▶ TASK
What do the lines say from the one containing "Point to every instance of the house" to the end of the records? Restate them word for word, and only those.

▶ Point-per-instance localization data
::::::::::

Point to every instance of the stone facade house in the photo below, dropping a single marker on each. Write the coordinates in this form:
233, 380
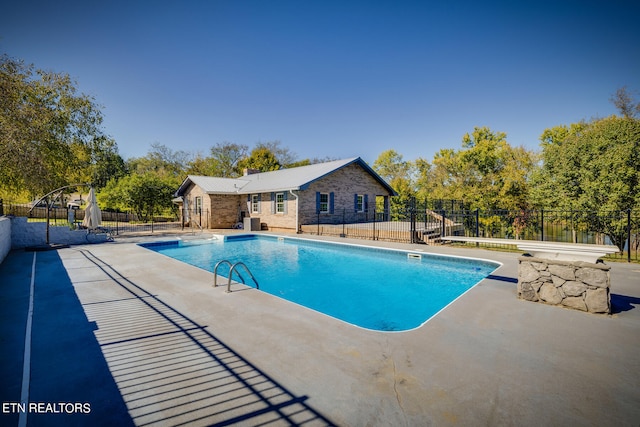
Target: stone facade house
283, 199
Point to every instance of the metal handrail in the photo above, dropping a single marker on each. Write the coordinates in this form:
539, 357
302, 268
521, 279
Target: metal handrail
215, 272
233, 267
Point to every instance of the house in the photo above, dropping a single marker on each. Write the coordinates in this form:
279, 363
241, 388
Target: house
283, 199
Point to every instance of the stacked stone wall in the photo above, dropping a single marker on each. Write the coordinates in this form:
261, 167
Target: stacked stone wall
25, 234
578, 285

::::::::::

▶ RESPONSE FOR THIS EXERCISE
Point to every instance of the house in the photo above, dropping a single marker on each. Write the coordinates in this form:
279, 363
241, 388
Target: house
283, 199
Point to every instance of the stacked stone wall in the photo above, dropping a single marker on each. Write the coordinates in this form:
261, 167
Target: stacked stone wall
25, 234
578, 285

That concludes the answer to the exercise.